**Written exercise:** Return all of the data exactly as given.
##### Provided data #####
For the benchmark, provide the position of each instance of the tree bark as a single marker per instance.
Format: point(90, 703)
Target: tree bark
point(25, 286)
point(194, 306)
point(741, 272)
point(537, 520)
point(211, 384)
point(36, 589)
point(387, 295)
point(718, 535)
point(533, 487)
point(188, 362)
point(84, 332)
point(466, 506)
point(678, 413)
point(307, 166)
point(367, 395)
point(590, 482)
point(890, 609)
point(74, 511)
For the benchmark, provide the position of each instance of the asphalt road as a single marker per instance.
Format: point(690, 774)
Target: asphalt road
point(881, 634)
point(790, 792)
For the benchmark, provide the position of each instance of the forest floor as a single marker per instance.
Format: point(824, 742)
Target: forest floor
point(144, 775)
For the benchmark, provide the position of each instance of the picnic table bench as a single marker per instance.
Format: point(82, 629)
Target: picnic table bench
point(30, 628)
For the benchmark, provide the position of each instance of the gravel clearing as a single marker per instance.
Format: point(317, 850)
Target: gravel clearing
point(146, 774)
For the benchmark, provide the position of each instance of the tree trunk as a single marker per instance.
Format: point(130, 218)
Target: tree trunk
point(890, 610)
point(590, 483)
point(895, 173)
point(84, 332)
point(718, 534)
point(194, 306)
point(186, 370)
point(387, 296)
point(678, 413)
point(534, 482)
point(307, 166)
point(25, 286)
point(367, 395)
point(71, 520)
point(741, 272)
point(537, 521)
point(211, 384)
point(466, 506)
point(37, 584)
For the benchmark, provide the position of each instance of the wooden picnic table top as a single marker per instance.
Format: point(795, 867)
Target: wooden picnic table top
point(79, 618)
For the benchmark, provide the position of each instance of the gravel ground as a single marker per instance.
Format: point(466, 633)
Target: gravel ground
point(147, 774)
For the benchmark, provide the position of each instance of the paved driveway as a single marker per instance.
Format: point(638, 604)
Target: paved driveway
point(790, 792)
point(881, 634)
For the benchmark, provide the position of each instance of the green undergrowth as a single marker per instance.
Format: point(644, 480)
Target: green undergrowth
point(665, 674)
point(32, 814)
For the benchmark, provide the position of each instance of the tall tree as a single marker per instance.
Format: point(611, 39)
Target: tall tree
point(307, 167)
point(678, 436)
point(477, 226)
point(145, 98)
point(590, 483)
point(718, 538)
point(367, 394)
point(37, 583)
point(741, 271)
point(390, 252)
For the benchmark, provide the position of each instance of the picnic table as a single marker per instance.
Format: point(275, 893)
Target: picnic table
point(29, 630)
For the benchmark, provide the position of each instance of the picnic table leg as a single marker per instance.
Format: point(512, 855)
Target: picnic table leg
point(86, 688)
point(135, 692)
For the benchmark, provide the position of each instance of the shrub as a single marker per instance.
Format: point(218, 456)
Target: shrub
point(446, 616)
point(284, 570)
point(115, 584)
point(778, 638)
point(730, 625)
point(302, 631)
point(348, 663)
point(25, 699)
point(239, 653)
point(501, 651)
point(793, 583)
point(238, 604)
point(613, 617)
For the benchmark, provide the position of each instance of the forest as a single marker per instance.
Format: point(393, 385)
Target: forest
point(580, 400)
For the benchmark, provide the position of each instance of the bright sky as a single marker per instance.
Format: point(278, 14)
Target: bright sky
#####
**Solution to this task:**
For the benchmark, provide the position of each instance of the tree bark as a single marker per instance.
Format: point(90, 703)
Target: tree bark
point(25, 286)
point(194, 306)
point(741, 272)
point(537, 520)
point(211, 384)
point(36, 589)
point(387, 295)
point(718, 535)
point(533, 487)
point(188, 362)
point(84, 332)
point(466, 506)
point(678, 413)
point(307, 166)
point(367, 395)
point(590, 482)
point(890, 609)
point(74, 511)
For the benchmark, provide the position of each instance of the asphalt road as a single marker per instance.
Format: point(690, 774)
Target: asphalt road
point(881, 634)
point(790, 792)
For the benchmark, provide the position of each instance of the forest floor as a single marker per instance.
Format: point(824, 742)
Target: forest floor
point(144, 775)
For the benchmark, provide the position of each instance of the picnic table bench as a single marker per instance.
Format: point(82, 629)
Target: picnic table bench
point(30, 628)
For the benchmark, provide the position of each instance of the gravel clearing as a single marker per instance.
Format: point(317, 850)
Target: gravel clearing
point(146, 774)
For the benchmark, provide the position of each instance of the tree trunk as a single marker per instance.
Format: point(130, 218)
Target: tree trunk
point(890, 610)
point(590, 483)
point(895, 173)
point(84, 332)
point(718, 534)
point(194, 306)
point(186, 370)
point(387, 296)
point(678, 413)
point(534, 482)
point(307, 166)
point(25, 286)
point(367, 395)
point(71, 520)
point(741, 272)
point(537, 521)
point(211, 384)
point(466, 506)
point(37, 584)
For the benchmark, provide the position of each instance of the wooden picnic table top as a single marker per instance.
Format: point(795, 867)
Target: wooden picnic table top
point(79, 618)
For the benchmark, provide the position of each instance of the gravel ground as a single marker per instance.
Format: point(466, 633)
Target: gravel ground
point(147, 774)
For the benchmark, provide the position of each instance of the paved driveway as a single marker per instance.
Format: point(638, 604)
Target: paved driveway
point(790, 792)
point(881, 634)
For the benchmark, provide the position of each instance of the green undergrowth as a single marker per instance.
Format: point(644, 480)
Target: green undergrowth
point(665, 674)
point(32, 814)
For the benchmark, provide the position of each instance of the tall tree as a single marker per instance.
Format: point(611, 39)
Target: tall tree
point(307, 167)
point(678, 436)
point(477, 226)
point(145, 98)
point(590, 483)
point(718, 538)
point(367, 394)
point(37, 583)
point(741, 271)
point(390, 252)
For the benchmark, provide the position of each instance of the picnic table as a single marker per instance.
Format: point(275, 893)
Target: picnic table
point(29, 630)
For the benchmark, provide the position of each instance of the picnic table leg as a single marker per instance.
Format: point(512, 855)
Target: picnic table leg
point(86, 688)
point(135, 692)
For the benchmark, provide the position of each instance of the shrub as a single marker per instance.
Format: point(218, 456)
Target: shrub
point(446, 616)
point(284, 570)
point(115, 584)
point(778, 638)
point(730, 625)
point(302, 631)
point(348, 663)
point(25, 699)
point(239, 653)
point(501, 651)
point(793, 583)
point(238, 604)
point(613, 617)
For the benchmark, provide the position of each instance of the forest as a single marker per instance.
Format: point(393, 385)
Target: forest
point(580, 400)
For the benchmark, provide the position of each instance of the bright sky as a single marker per instance.
Format: point(278, 14)
Target: bright sky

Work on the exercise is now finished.